How does LOTHOL parody Dracula?
Countess is a vampire and also blood thirsty
She eats animals, not humans making her more humane
Both her and drac want to be human/ accepted but is more explicit in TBC
Her villainy is more explicitly sexual
Soldier sucks her blood rather than her doing so
She becomes mortal before dying
Carter, through the soldier, encourages us to fear real things like war rather than superficial horror hence her parody of Gothic settings
Which fairy tale inspired the titular story?
Bluebeard by Charles Perrault
Subverts the hero, making it the mother instead of the brother
The choker of rubies symbolises her escape from death rather than simply a symbol of victimhood
The marquis is stereotypically attractive and is of the accepted upper class, thus his villainy is harder to detect and “masked”
The protagonist seems to want the sexual encounter before realising its dangers
How was Carter influenced by post-modernism?
Was a movement that avoided absolute truths
Popular in 50’ and 60’s
Post-modernist writers often used fragmentation, irony and short stories to confuse their readers and make the moral unclear
A result of war and conflict, people didn’t think anyone could find true “meaning”
What did the term “Gothic” refer to initially?
The barbarian tribes of northern Europe who were believed to have ruined the Roman Empire as it was associated with reason and order and they were savage and brutal
Seen in the Szgany in Drac, in Mr Hyde’s savage behaviour and in the monster in Frankenstein
Correlates with ideas about the other - this is where the Gothic derives its fear from
What happened in the 1740s regarding architecture?
People started designing homes looking like medieval castles and Gothic ruins
Eg: Strawberry Hill House where Horace Walpole lived and had a dream that initiated his writing of “The Castle of Otranto” in 1764
It established some key features of the early gothic eg: Supernatural, weak female heroine, mystery and the isolated castle, set in Italy
His use of the supernatural would be seen as hyperbolic today
What id the Gothic’s fascination with Catholicism?
Many writers eg: Walpole and Radcliffe set their novels in Italy as it was associated with Catholicism
Since reformation 16th cent, England was Protestant and saw Catholics as barbarous, rebellious and dangerous
This separated the people of England from the fearsome acts of Orientals, reinforced ideas of Orientalism
What happened to the popularity of the Gothic in the 18th cent?
It rose as literature became more accessible and people became more literate due to the Enlightenment
Things such as the French Revolution invoked violence and this was reflected in the violent imagery used in the Gothic that was largely for entertainment
What was Anne Radcliffe known for?
The explained supernatural
This is where ghosts etc is later explained as being from earthly sources
She also doesn’t show terror explicitly but rather builds narrative suspense and uses power of suggestion/delay
She makes distinction between horror and terror
How did Radcliffe explain horror and terror?
Terror = uncertainty and obscurity of the sublime
Horror = explicit violence
What was the Monk about? Why was it significant?

- [EXTRACTED MATERIAL]
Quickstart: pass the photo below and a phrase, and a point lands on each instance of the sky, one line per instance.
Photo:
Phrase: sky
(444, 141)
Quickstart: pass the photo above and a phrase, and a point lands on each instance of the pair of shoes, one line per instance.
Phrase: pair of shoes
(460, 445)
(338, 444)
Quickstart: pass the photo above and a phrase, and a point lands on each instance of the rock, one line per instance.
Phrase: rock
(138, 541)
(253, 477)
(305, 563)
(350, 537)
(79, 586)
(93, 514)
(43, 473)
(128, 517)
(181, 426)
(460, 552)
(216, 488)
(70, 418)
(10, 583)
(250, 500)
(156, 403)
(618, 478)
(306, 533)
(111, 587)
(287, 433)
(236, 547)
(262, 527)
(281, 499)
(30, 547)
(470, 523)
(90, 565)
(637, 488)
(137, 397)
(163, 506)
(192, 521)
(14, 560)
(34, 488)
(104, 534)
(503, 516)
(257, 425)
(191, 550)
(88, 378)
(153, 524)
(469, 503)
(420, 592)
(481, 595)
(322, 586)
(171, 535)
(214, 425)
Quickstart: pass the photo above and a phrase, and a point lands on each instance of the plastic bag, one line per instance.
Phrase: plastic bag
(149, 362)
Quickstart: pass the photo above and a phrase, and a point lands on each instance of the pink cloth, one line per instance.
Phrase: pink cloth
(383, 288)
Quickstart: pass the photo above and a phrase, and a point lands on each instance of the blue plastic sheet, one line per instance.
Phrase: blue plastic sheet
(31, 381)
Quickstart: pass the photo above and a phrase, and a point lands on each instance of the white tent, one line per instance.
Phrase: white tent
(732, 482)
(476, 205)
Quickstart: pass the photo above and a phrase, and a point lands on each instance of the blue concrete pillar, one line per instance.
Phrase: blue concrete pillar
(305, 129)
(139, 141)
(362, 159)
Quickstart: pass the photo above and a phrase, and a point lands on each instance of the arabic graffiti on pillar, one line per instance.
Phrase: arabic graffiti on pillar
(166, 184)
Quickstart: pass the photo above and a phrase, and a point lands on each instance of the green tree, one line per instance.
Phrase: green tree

- [SET OF TASKS]
- 1) According to the Gothic notes, what is Anne Radcliffe known for?
- 2) Sum up the Gothic notes in two sentences.

- [OUTPUTS BY TASK]
- 1) She is known for the explained supernatural, where ghosts and similar things are later explained as coming from earthly sources.

- 2) The Gothic notes cover how Carter parodies Dracula through a vampire countess, subverts Perrault's Bluebeard by making the mother the hero, and was influenced by post-modernism, a movement that avoided absolute truths. They also trace the Gothic from its original reference to the barbarian tribes of northern Europe, through 1740s castle-style architecture and Walpole's "The Castle of Otranto," to its association with Catholicism, its rise in popularity in the 18th century, and Anne Radcliffe's explained supernatural and her distinction between horror and terror.